Rows from a dataset:
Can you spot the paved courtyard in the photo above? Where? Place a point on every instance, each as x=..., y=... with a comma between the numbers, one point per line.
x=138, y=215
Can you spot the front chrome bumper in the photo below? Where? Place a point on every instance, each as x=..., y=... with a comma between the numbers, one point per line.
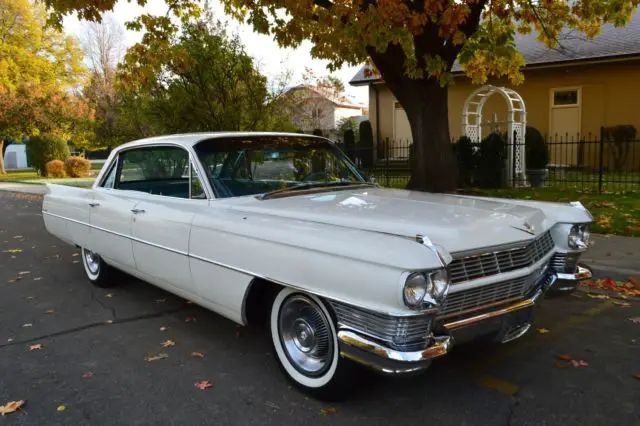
x=504, y=324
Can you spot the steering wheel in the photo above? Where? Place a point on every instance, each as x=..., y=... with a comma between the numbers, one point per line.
x=315, y=175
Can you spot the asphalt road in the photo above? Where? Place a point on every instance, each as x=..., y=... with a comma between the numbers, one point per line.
x=106, y=334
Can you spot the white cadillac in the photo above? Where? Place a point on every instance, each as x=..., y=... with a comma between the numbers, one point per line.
x=284, y=230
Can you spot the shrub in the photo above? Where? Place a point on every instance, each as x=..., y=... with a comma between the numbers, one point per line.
x=536, y=152
x=77, y=166
x=44, y=148
x=55, y=168
x=349, y=139
x=365, y=145
x=491, y=161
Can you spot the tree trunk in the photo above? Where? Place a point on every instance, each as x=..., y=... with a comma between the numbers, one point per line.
x=2, y=170
x=433, y=165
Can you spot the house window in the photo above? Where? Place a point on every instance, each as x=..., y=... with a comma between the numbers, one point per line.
x=565, y=97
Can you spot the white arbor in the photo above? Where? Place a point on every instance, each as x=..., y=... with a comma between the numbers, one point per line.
x=516, y=126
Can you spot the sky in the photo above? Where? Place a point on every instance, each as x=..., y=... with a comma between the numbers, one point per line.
x=271, y=58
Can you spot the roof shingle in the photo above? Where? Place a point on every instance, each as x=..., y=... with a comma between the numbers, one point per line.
x=573, y=46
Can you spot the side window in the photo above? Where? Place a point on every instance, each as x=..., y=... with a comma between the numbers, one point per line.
x=197, y=191
x=161, y=170
x=110, y=179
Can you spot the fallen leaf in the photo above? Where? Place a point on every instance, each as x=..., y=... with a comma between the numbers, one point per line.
x=328, y=410
x=203, y=385
x=156, y=357
x=578, y=363
x=11, y=407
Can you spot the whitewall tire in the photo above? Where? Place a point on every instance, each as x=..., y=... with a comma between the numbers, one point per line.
x=98, y=272
x=303, y=336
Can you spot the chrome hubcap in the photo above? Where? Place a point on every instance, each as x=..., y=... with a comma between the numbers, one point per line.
x=92, y=260
x=305, y=335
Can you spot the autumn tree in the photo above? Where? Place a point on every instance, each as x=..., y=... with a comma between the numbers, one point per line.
x=200, y=79
x=39, y=69
x=413, y=46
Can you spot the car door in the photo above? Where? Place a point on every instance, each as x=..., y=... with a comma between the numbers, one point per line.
x=111, y=218
x=162, y=221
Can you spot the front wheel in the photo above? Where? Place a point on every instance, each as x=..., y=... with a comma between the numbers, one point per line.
x=305, y=343
x=99, y=273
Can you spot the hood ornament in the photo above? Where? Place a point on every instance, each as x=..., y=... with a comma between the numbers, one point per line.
x=527, y=227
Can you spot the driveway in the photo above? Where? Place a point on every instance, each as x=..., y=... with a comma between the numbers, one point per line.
x=91, y=366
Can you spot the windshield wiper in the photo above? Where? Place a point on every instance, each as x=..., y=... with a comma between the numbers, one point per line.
x=310, y=185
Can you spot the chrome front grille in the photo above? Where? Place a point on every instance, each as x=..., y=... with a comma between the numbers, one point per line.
x=565, y=262
x=402, y=333
x=492, y=263
x=468, y=301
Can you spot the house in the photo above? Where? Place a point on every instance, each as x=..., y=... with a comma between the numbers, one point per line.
x=15, y=157
x=569, y=92
x=312, y=109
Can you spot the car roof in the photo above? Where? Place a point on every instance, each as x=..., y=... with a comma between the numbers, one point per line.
x=190, y=139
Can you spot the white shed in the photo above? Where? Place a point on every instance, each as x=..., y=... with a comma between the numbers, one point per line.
x=15, y=157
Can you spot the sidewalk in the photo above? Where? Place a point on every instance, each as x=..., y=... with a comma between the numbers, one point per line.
x=613, y=255
x=23, y=187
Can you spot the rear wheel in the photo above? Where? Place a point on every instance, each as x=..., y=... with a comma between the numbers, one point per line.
x=305, y=343
x=99, y=273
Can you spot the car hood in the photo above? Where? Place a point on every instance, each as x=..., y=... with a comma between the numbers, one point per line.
x=457, y=223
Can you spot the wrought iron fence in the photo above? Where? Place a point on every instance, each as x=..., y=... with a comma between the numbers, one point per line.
x=596, y=163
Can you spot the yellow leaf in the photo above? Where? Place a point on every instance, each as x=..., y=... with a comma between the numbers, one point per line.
x=11, y=406
x=328, y=410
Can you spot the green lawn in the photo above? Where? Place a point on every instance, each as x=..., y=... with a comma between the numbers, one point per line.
x=31, y=177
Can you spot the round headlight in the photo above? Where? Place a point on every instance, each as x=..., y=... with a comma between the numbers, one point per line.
x=440, y=282
x=415, y=289
x=579, y=237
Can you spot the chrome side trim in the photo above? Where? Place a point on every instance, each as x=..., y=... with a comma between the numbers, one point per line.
x=237, y=269
x=386, y=360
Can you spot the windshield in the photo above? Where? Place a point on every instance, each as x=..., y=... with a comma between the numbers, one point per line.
x=238, y=166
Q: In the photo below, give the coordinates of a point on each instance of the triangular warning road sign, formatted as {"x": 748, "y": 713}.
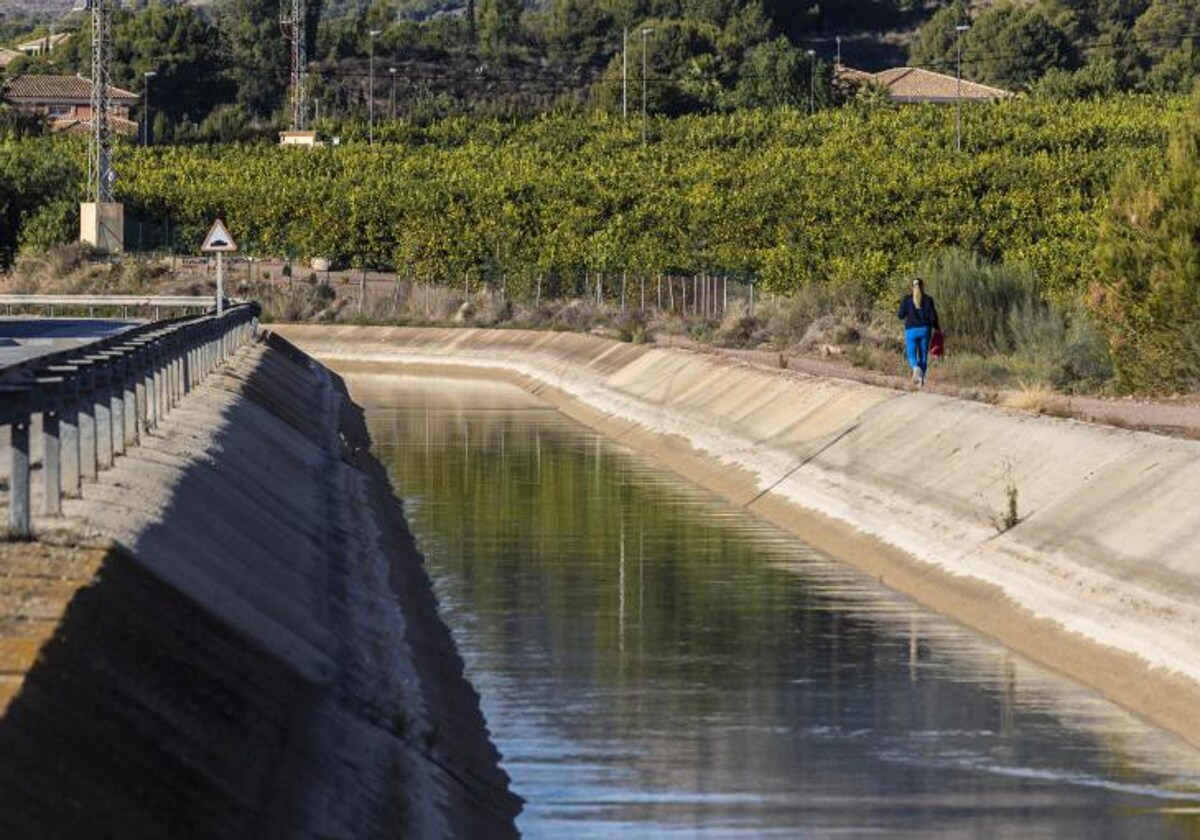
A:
{"x": 219, "y": 239}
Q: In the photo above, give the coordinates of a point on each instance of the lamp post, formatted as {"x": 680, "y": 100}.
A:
{"x": 958, "y": 88}
{"x": 391, "y": 72}
{"x": 813, "y": 79}
{"x": 371, "y": 39}
{"x": 145, "y": 106}
{"x": 646, "y": 31}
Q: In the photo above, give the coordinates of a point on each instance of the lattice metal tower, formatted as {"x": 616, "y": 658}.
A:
{"x": 100, "y": 175}
{"x": 294, "y": 28}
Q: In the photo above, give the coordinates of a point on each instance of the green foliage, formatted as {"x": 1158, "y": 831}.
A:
{"x": 844, "y": 198}
{"x": 1146, "y": 291}
{"x": 774, "y": 75}
{"x": 499, "y": 24}
{"x": 1012, "y": 46}
{"x": 39, "y": 180}
{"x": 979, "y": 303}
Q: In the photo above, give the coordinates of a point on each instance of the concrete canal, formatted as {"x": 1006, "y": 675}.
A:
{"x": 653, "y": 661}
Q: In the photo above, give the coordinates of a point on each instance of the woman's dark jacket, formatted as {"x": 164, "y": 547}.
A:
{"x": 924, "y": 316}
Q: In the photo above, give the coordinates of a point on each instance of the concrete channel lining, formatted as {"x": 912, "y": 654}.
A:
{"x": 1101, "y": 564}
{"x": 251, "y": 648}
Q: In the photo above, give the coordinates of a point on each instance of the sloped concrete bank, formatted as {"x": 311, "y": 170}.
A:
{"x": 235, "y": 639}
{"x": 1098, "y": 576}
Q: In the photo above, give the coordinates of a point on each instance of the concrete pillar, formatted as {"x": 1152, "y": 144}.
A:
{"x": 52, "y": 466}
{"x": 69, "y": 442}
{"x": 102, "y": 413}
{"x": 88, "y": 465}
{"x": 151, "y": 393}
{"x": 19, "y": 520}
{"x": 118, "y": 409}
{"x": 131, "y": 405}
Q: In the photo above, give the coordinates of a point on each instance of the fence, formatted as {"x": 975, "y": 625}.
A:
{"x": 95, "y": 401}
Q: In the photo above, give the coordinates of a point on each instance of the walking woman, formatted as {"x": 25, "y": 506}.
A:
{"x": 919, "y": 318}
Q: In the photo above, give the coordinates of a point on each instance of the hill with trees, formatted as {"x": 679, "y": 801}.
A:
{"x": 222, "y": 70}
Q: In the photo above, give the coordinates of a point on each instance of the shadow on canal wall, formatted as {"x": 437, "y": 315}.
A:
{"x": 1071, "y": 543}
{"x": 245, "y": 643}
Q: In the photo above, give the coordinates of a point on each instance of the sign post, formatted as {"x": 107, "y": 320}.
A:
{"x": 219, "y": 241}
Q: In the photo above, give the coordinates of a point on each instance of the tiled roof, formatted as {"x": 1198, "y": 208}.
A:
{"x": 119, "y": 125}
{"x": 915, "y": 84}
{"x": 37, "y": 89}
{"x": 41, "y": 43}
{"x": 843, "y": 72}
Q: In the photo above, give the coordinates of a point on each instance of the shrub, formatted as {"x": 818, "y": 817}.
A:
{"x": 1146, "y": 292}
{"x": 977, "y": 299}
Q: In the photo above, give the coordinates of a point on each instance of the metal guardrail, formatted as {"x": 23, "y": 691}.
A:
{"x": 124, "y": 301}
{"x": 97, "y": 400}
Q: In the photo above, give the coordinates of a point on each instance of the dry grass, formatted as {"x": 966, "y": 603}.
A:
{"x": 1031, "y": 396}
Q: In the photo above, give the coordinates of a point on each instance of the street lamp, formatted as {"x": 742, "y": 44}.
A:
{"x": 958, "y": 88}
{"x": 391, "y": 72}
{"x": 646, "y": 31}
{"x": 145, "y": 106}
{"x": 371, "y": 35}
{"x": 813, "y": 79}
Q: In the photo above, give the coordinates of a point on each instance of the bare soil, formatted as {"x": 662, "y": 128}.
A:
{"x": 1176, "y": 417}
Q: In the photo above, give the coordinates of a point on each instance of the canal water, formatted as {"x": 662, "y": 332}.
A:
{"x": 655, "y": 663}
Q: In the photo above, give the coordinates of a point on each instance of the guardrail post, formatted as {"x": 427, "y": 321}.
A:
{"x": 52, "y": 465}
{"x": 19, "y": 521}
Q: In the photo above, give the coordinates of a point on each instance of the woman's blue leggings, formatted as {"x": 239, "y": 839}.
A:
{"x": 916, "y": 341}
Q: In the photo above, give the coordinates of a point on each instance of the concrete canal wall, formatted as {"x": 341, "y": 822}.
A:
{"x": 231, "y": 635}
{"x": 1078, "y": 545}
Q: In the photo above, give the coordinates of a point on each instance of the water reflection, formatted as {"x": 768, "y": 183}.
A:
{"x": 654, "y": 663}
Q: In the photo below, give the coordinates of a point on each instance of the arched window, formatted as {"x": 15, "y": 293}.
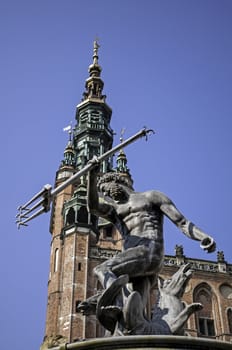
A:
{"x": 82, "y": 215}
{"x": 229, "y": 317}
{"x": 70, "y": 218}
{"x": 56, "y": 259}
{"x": 205, "y": 319}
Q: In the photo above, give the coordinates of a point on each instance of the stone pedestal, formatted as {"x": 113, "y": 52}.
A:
{"x": 148, "y": 343}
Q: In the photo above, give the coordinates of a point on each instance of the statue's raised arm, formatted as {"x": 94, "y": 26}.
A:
{"x": 187, "y": 227}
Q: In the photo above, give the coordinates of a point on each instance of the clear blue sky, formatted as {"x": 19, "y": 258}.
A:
{"x": 167, "y": 64}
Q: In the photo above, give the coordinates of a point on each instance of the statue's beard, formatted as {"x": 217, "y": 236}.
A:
{"x": 117, "y": 193}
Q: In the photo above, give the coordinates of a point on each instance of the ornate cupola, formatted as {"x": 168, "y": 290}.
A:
{"x": 93, "y": 134}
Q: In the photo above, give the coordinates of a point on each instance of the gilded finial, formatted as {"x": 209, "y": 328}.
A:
{"x": 121, "y": 134}
{"x": 95, "y": 51}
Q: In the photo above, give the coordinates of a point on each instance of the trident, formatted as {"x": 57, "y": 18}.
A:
{"x": 42, "y": 200}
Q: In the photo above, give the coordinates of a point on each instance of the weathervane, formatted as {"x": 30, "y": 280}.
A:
{"x": 69, "y": 129}
{"x": 41, "y": 201}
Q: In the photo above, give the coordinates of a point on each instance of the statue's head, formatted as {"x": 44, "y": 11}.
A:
{"x": 115, "y": 185}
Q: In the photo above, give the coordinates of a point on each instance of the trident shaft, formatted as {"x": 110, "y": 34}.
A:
{"x": 42, "y": 200}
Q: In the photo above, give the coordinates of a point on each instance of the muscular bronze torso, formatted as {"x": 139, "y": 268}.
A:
{"x": 142, "y": 221}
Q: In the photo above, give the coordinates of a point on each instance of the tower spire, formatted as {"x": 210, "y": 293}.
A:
{"x": 94, "y": 84}
{"x": 95, "y": 52}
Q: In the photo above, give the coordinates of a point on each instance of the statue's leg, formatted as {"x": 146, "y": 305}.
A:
{"x": 137, "y": 261}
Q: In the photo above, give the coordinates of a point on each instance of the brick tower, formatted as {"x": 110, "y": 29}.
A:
{"x": 79, "y": 241}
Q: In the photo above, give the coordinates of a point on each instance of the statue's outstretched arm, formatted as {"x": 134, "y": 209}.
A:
{"x": 187, "y": 227}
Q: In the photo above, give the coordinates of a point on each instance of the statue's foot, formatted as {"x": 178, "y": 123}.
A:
{"x": 133, "y": 314}
{"x": 111, "y": 313}
{"x": 107, "y": 313}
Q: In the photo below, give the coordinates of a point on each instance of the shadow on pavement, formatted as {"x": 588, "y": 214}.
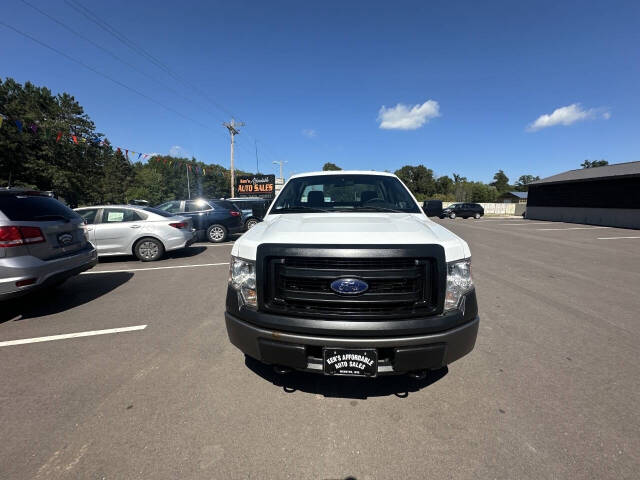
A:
{"x": 186, "y": 252}
{"x": 74, "y": 292}
{"x": 344, "y": 387}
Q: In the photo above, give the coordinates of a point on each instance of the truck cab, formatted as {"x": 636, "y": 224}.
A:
{"x": 346, "y": 275}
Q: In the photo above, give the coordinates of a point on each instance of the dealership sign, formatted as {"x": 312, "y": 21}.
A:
{"x": 256, "y": 185}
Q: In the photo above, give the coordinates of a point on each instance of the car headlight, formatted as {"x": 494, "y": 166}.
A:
{"x": 242, "y": 277}
{"x": 459, "y": 282}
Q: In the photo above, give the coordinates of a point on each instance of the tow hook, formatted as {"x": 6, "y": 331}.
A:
{"x": 418, "y": 374}
{"x": 281, "y": 370}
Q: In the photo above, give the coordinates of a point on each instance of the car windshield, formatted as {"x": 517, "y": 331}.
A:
{"x": 345, "y": 193}
{"x": 157, "y": 211}
{"x": 34, "y": 208}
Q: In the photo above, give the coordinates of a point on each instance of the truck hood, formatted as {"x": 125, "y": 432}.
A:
{"x": 337, "y": 228}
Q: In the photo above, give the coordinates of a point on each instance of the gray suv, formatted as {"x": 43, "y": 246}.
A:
{"x": 42, "y": 243}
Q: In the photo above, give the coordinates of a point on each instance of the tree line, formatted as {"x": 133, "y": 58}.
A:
{"x": 424, "y": 184}
{"x": 89, "y": 172}
{"x": 33, "y": 154}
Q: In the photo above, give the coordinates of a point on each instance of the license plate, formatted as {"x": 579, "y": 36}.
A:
{"x": 350, "y": 362}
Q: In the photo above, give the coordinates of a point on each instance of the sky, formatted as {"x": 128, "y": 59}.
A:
{"x": 466, "y": 87}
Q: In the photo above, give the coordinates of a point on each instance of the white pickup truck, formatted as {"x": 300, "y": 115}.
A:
{"x": 348, "y": 276}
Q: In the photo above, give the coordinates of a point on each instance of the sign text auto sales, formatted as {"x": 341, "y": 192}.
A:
{"x": 260, "y": 185}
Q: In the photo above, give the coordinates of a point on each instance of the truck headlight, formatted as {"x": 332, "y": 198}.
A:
{"x": 459, "y": 282}
{"x": 242, "y": 277}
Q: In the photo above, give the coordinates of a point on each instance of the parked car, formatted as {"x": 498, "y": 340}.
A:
{"x": 42, "y": 242}
{"x": 464, "y": 210}
{"x": 144, "y": 232}
{"x": 347, "y": 276}
{"x": 432, "y": 208}
{"x": 213, "y": 220}
{"x": 253, "y": 210}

• Objective:
Reproduce every line of the data from the line containing "Can you spot the house in" down to the line containing "x=23, y=187", both included, and nothing beyond them. Reduce each answer coordinate by 138 and leave all other text unchanged.

• Answer in full:
Can you spot the house in the photo above? Where? Place a point on every instance, each as x=..., y=... with a comma between the numbers, one point per line.
x=-123, y=19
x=431, y=-46
x=174, y=-29
Can you spot the car roof in the photo above? Where? Place a point on every instance, each as x=..., y=... with a comma between the numbers, one point per line.
x=52, y=1
Can you spot the white shed in the photo above? Where? Place a point on every instance, each as x=..., y=... with a comma between the numbers, one point per line.
x=-123, y=19
Can you spot the sidewalk in the photo above? Where? Place a point on every instance, each as x=..., y=... with a comma between the numbers, one point per line.
x=475, y=117
x=-115, y=49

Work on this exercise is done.